**Article**
##############################
One of the arguments against globalization is that it takes jobs away from our home country. While this may be true, we work for so much more in our country than in developing countries. Our minimum wage is $7.25/hour, while this amount of money would be a fortune for those in developing nations! Getting paid $7.25/hour in Taiwan would be the same as 1,679.97 Taiwan dollars. (This is assuming an 8 hour work day at $7.25/hour no overtime rate.) This is the reason we can buy products that have been manufactured in China for next to nothing. If you were to walk into a store today and see a product from China, or another developing or low-wage country, and one from the United States, you would pay more for the product from the United States. The reason behind this fact is because the more you must pay people to make a product, the more you have to sell the product for.
##############################
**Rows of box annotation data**
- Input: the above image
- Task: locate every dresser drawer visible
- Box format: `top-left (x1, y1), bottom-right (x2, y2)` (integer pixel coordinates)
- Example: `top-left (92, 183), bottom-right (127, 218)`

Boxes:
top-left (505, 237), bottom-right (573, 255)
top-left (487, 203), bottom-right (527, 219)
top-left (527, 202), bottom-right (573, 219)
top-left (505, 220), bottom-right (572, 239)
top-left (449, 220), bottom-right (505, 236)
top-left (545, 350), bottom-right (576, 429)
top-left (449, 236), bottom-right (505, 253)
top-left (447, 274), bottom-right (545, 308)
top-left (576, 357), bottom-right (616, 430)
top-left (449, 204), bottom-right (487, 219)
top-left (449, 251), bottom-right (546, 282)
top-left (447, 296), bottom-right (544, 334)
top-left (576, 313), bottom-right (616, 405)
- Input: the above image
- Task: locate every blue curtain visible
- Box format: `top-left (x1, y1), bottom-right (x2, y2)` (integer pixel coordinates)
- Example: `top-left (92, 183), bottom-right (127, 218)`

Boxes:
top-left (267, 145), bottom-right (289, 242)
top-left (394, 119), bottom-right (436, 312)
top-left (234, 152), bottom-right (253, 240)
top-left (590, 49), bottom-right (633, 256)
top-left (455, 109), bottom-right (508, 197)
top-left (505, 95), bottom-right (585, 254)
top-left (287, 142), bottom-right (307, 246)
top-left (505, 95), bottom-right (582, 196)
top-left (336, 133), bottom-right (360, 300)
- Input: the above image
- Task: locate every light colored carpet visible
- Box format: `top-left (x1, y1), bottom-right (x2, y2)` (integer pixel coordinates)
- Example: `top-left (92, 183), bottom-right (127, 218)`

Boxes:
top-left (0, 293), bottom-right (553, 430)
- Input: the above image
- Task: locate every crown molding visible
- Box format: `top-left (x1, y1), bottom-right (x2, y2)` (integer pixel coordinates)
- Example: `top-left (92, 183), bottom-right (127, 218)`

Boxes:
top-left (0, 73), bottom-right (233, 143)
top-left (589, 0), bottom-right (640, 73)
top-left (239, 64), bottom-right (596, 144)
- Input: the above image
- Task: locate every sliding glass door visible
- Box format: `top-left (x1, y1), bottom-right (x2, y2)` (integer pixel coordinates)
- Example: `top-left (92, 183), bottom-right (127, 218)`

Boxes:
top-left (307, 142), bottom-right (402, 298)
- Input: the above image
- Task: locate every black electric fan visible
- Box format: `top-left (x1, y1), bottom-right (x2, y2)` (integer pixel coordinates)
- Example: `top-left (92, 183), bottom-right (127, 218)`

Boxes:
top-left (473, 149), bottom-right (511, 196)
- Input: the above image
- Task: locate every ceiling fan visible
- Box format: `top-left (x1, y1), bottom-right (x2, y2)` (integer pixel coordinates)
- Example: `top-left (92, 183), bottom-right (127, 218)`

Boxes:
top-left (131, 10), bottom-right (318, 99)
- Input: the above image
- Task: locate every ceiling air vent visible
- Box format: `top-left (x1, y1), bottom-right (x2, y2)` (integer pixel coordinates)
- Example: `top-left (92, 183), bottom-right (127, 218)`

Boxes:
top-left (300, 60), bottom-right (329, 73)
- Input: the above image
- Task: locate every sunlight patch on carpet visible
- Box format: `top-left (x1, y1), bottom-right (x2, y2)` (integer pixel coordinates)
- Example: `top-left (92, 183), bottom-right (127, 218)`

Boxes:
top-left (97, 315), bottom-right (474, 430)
##############################
**Task brief**
Print the part of the piece on globalization from "One of the arguments" up to and including "the product for.".

**Exercise response**
One of the arguments against globalization is that it takes jobs away from our home country. While this may be true, we work for so much more in our country than in developing countries. Our minimum wage is $7.25/hour, while this amount of money would be a fortune for those in developing nations! Getting paid $7.25/hour in Taiwan would be the same as 1,679.97 Taiwan dollars. (This is assuming an 8 hour work day at $7.25/hour no overtime rate.) This is the reason we can buy products that have been manufactured in China for next to nothing. If you were to walk into a store today and see a product from China, or another developing or low-wage country, and one from the United States, you would pay more for the product from the United States. The reason behind this fact is because the more you must pay people to make a product, the more you have to sell the product for.